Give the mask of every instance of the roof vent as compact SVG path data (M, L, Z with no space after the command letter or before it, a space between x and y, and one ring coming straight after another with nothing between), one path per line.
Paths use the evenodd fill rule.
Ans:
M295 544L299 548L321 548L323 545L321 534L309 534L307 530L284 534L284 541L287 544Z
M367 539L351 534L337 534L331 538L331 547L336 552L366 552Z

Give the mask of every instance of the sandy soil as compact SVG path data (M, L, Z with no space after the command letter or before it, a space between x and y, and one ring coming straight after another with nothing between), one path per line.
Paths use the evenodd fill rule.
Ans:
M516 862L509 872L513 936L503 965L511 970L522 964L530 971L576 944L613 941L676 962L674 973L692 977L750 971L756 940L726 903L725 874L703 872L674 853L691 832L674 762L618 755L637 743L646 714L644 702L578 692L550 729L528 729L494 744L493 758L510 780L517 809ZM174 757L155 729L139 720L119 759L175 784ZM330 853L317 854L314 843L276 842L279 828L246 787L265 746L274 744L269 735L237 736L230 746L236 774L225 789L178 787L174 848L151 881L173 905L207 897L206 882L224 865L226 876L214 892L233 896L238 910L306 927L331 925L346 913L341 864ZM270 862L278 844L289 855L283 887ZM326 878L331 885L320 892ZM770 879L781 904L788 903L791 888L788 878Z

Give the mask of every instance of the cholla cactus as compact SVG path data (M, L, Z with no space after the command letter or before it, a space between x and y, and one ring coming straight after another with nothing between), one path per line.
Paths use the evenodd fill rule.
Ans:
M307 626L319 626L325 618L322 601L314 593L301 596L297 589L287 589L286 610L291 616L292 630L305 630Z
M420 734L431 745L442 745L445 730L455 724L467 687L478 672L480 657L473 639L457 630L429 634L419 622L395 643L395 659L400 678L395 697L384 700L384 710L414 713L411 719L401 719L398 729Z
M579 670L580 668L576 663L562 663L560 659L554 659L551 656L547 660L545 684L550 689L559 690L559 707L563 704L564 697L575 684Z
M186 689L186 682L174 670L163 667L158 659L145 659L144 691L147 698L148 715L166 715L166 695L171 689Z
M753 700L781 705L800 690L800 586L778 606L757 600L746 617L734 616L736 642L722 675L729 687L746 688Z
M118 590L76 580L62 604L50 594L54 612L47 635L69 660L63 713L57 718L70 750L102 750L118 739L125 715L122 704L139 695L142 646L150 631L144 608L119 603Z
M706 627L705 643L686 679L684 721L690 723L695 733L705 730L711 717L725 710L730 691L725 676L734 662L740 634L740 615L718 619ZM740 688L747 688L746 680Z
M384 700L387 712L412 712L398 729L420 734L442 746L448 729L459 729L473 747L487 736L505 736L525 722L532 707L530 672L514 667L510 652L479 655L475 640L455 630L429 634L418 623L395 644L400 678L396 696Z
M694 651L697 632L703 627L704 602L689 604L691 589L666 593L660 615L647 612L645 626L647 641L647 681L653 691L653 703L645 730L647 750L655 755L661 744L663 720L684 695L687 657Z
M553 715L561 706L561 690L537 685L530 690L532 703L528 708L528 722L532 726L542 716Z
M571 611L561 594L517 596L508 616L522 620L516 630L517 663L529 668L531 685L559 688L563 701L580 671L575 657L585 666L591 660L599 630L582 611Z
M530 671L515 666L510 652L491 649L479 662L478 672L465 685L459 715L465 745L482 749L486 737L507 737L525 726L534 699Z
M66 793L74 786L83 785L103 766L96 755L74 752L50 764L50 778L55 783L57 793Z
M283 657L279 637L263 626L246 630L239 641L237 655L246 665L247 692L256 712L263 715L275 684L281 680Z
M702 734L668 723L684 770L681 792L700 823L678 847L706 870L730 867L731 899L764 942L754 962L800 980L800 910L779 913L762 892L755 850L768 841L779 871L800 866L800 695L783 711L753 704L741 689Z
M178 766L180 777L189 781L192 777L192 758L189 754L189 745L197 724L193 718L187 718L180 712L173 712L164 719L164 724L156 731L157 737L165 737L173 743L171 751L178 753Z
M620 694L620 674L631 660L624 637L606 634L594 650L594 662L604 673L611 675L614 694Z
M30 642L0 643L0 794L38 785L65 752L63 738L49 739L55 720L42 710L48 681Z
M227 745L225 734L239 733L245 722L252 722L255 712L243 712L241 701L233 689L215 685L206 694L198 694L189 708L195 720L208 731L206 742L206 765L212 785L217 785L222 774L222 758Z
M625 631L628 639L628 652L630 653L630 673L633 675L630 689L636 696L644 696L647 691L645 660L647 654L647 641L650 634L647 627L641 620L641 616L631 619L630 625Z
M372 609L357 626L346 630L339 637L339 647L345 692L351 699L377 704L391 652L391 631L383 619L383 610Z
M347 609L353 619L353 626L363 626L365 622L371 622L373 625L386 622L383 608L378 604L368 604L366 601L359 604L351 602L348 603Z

→ Aim of the task: Copy all of the rows above verbatim, keeping every character and line break unchanged.

→ Final answer:
Give the mask of every instance of the roof vent as compact SVG path data (M, L, Z with no space after the command letter or before it, a space between x and y, and one ring coming straight after another with nothing between), one path per line.
Paths use the evenodd fill rule.
Ans:
M295 544L299 548L321 548L323 545L321 534L309 534L307 530L284 534L284 541L287 544Z
M367 539L351 534L337 534L331 538L331 547L336 552L366 552Z

Give the mask of every instance of the sandy soil as compact SVG path data (M, L, Z with no space after the command letter or before it, a space between x and y, and one ring coming straight after another with nothing between), one path per line.
Paths use the evenodd fill rule.
Ans:
M516 862L509 872L513 936L503 965L511 970L522 964L530 971L576 944L613 941L676 962L674 973L692 977L750 971L756 940L726 903L725 874L703 872L674 853L691 832L674 762L618 755L637 743L646 714L644 702L578 692L550 729L528 729L494 744L493 758L510 780L517 809ZM174 757L155 729L139 720L119 759L175 784ZM330 853L317 854L314 843L276 842L279 828L246 787L265 746L274 744L269 735L237 736L230 746L236 774L225 789L178 787L174 848L151 881L173 905L207 897L206 882L224 865L226 876L214 892L233 896L238 910L306 927L331 925L346 913L341 864ZM270 862L278 844L289 855L283 887ZM326 878L331 885L320 892ZM770 879L781 904L788 903L791 888L788 878Z

Give the mask of every instance of the cholla cactus as compact SVG path data (M, L, Z with no space after the command letter or before it, a space between x and y, and one ring coming straight after another with nothing between), one path per line.
Paths use the evenodd fill rule.
Ans:
M307 626L319 626L325 618L322 601L314 593L301 596L297 589L287 589L286 610L291 616L292 630L305 630Z
M420 734L431 745L442 745L445 730L455 724L467 687L478 672L480 657L473 639L457 630L429 634L419 622L395 643L395 659L400 678L395 697L384 700L384 710L414 713L411 719L401 719L398 729Z
M579 670L580 668L576 663L562 663L560 659L554 659L551 656L547 660L545 684L550 689L559 690L559 707L563 704L564 697L575 684Z
M186 689L186 682L174 670L163 667L158 659L145 659L144 691L147 698L148 715L166 715L166 695L171 689Z
M753 700L781 705L800 690L800 586L778 606L757 600L746 617L734 616L736 642L722 675L729 687L746 688Z
M118 590L76 580L62 604L50 594L54 612L47 635L69 660L63 713L57 718L70 750L102 750L118 739L125 715L122 704L139 695L142 646L150 631L144 608L119 603Z
M706 627L705 643L686 679L684 721L690 723L695 733L705 730L711 717L725 710L730 691L725 676L734 662L740 634L740 615L718 619ZM740 688L747 688L746 680Z
M384 700L387 712L412 712L398 729L420 734L442 746L448 729L459 729L473 747L487 736L505 736L525 722L532 707L530 672L514 667L510 652L479 655L475 640L455 630L429 634L418 623L395 644L400 678L396 696Z
M694 651L697 632L703 627L704 602L689 604L691 589L666 593L660 615L647 612L645 626L647 641L647 681L653 691L653 703L645 730L647 750L655 755L661 744L663 720L684 695L687 657Z
M553 715L561 706L561 690L537 685L530 690L532 703L528 708L528 722L532 726L542 716Z
M571 611L561 594L517 596L508 616L522 620L516 630L517 663L529 668L531 685L559 688L563 701L580 671L575 657L585 666L591 660L599 630L582 611Z
M530 671L515 666L510 652L491 649L479 662L478 672L465 685L459 715L465 745L482 749L486 737L507 737L525 726L534 699Z
M66 793L74 786L83 785L103 766L96 755L74 752L50 764L50 778L55 783L57 793Z
M283 657L279 637L263 626L246 630L239 641L237 655L246 665L247 692L256 712L263 715L275 684L281 680Z
M702 734L668 723L684 770L681 792L700 823L678 847L706 870L730 867L731 899L764 942L754 962L800 980L800 910L779 913L762 892L755 850L768 841L779 871L800 866L800 695L783 711L753 704L741 689Z
M178 766L180 777L189 781L192 777L192 758L189 754L189 745L197 724L193 718L187 718L180 712L173 712L164 719L164 724L156 731L157 737L165 737L173 743L171 751L178 753Z
M620 694L620 674L631 660L624 637L606 634L594 650L594 662L604 673L611 675L614 694Z
M30 642L0 643L0 794L38 785L65 752L63 738L49 739L55 720L42 710L48 681Z
M227 745L225 734L239 733L245 722L252 722L255 712L243 712L241 701L233 689L215 685L206 694L198 694L189 708L195 720L208 731L206 742L206 765L212 785L217 785L222 774L222 758Z
M625 631L628 639L628 652L630 653L630 673L633 675L630 689L636 696L644 696L647 691L645 660L647 654L647 641L650 634L647 627L641 620L641 616L631 619L630 625Z
M372 609L357 626L346 630L339 637L339 647L345 692L351 699L377 704L391 652L391 631L383 619L383 610Z
M347 609L353 619L353 626L363 626L365 622L371 622L373 625L386 622L383 608L378 604L368 604L366 601L359 604L351 602L348 603Z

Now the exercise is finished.